→ Task description
Count the lines in the entries below that contain the string "query" with the same uppercase and lowercase letters, and reply with that number alone.

→ Data for processing
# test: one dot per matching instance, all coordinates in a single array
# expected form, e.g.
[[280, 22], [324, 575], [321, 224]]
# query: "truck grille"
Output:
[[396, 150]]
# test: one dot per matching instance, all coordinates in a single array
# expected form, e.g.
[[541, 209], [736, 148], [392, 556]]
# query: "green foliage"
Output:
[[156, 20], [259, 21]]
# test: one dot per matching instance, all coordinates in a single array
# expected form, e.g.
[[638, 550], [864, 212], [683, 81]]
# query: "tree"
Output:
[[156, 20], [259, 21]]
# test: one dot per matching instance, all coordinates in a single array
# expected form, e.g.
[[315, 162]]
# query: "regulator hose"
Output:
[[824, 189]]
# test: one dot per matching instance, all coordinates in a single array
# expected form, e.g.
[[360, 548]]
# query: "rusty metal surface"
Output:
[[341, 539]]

---

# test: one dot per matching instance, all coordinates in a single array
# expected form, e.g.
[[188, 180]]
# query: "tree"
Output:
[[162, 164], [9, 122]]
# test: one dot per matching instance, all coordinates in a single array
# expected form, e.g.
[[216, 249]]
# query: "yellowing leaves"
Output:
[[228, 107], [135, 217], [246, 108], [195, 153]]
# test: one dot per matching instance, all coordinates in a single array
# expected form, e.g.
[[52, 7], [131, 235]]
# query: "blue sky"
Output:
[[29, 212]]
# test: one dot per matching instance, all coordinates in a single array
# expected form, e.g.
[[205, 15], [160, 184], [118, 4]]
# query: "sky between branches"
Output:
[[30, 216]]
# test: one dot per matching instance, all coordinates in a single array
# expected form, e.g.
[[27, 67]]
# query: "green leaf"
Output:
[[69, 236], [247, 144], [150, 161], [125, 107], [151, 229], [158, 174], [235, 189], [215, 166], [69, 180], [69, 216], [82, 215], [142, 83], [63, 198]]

--

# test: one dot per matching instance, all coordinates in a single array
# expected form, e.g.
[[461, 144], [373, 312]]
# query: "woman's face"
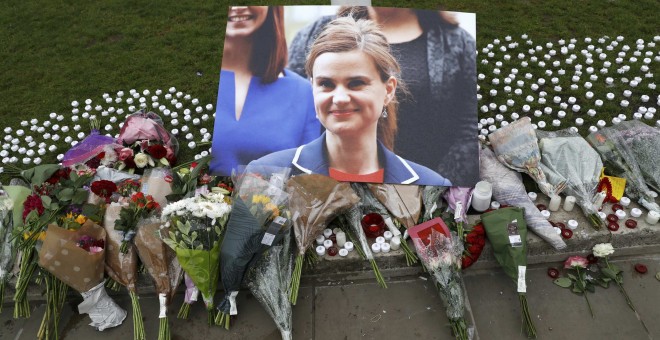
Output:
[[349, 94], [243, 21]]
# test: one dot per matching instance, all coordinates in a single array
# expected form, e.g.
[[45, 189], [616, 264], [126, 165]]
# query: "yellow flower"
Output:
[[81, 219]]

→ Task output
12